Reducing False Positives with Open Data Sources

Published: 2016-02-22. Last Updated: 2016-02-22 09:08:42 UTC
by Xavier Mertens (Version: 1)

Today, the number of daily attacks is so important that we can’t rely on a single solution to protect us. In a previous diary, I spoke about how “Unity Makes Strength” (link). The idea behind this concept is to collect useful information from one side and re-inject them into another side. This increases chances to detect/block interesting activity. On paper, this solution looks nice but it can also introduce false positives that can have a disastrous impact. These false positives can be introduced by mistakes or by the attacker himself having the knowledge of the collection process in place.

The project described in my previous diary has been completed: the integration of FireEye and Palo Alto Networks firewall. URLs flagged by the FireEye appliances are smoothly injected into the firewall configurations, great! But, we also detected that some pieces of malware are using well-known URLs. The best example we faced was a ping to www.oracle.com. You can imagine the impact for developers or DBAs who could not access Oracles’s website because it was detected as malicious and blocked in the firewall. It could be easy for an attacker to write some code which will “ping” websites like google.com, microsoft.com or ...

▸ Excerpted data:
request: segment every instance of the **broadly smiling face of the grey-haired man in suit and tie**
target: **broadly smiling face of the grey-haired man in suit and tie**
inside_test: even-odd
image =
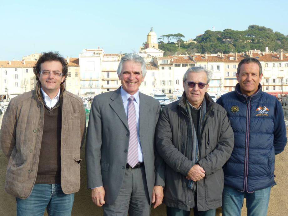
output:
[[[138,92],[139,86],[144,80],[141,63],[134,61],[124,62],[119,80],[121,81],[122,88],[130,95]]]

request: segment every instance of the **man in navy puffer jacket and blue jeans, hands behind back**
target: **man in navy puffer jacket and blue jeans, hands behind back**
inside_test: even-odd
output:
[[[262,66],[256,58],[245,58],[237,68],[235,91],[217,103],[228,114],[234,131],[234,149],[224,165],[225,186],[222,213],[241,215],[246,198],[248,215],[267,215],[274,182],[275,154],[287,142],[281,103],[262,92]]]

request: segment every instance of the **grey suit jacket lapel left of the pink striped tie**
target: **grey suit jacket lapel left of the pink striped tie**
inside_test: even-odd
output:
[[[114,110],[114,112],[118,115],[120,120],[123,122],[125,127],[129,130],[127,116],[126,116],[125,109],[124,109],[124,106],[123,106],[123,100],[122,100],[122,97],[121,97],[121,94],[120,94],[120,88],[118,88],[112,94],[112,96],[110,97],[110,99],[112,101],[109,104],[110,104],[111,108]]]

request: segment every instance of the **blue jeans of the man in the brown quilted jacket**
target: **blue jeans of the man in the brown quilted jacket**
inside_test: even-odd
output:
[[[35,184],[28,198],[16,198],[16,201],[17,216],[43,216],[45,208],[48,215],[70,216],[74,193],[63,193],[61,184]]]

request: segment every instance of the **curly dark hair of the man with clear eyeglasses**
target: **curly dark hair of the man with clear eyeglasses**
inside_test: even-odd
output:
[[[64,83],[66,78],[67,78],[67,75],[68,75],[68,63],[66,62],[65,58],[63,58],[58,52],[43,53],[40,56],[40,58],[36,62],[36,65],[33,67],[33,72],[36,75],[36,80],[39,81],[39,78],[37,75],[38,75],[38,73],[40,73],[41,64],[44,62],[51,62],[51,61],[58,61],[62,64],[62,73],[65,76],[65,79],[62,83]]]

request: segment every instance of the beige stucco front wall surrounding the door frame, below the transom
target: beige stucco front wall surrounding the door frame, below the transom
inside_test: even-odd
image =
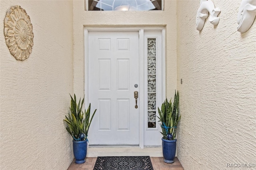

▸ To do:
- A) Set down the part of the post on reducing false positives that opens with the words containing "Published: 2016-02-22. Last" and closes with "process in place.".
- B) Answer these from the post on reducing false positives above:
(i) Which two products were integrated in the completed project?
(ii) What website did malware ping in the best example the author faced?
(iii) On what date was the post published?
- C) Extend the post on reducing false positives from the point where it stops.

▸ Replies:
- A)
Published: 2016-02-22. Last Updated: 2016-02-22 09:08:42 UTC
by Xavier Mertens (Version: 1)

Today, the number of daily attacks is so important that we can’t rely on a single solution to protect us. In a previous diary, I spoke about how “Unity Makes Strength” (link). The idea behind this concept is to collect useful information from one side and re-inject them into another side. This increases chances to detect/block interesting activity. On paper, this solution looks nice but it can also introduce false positives that can have a disastrous impact. These false positives can be introduced by mistakes or by the attacker himself having the knowledge of the collection process in place.

- B)
(i) FireEye and Palo Alto Networks firewall
(ii) www.oracle.com
(iii) 2016-02-22

- C)
To decrease the risk of such false positives, why not use other types of open data and add extra checks? Alexa is a company providing analytics tools for websites. Amongst different types of subscriptions, they provide for free a list of top-ranked websites updated daily (available here). To prevent sites like oracle.com to be blocked, an extra check has been added in the information flow:

For performance reasons, we limited the list to the top-5000 websites. A new lookup lookup file was created in Splunk:

[alexa_5000]
filename = top-5000.csv
case_sensitive_match = false
match_type = WILDCARD(domain)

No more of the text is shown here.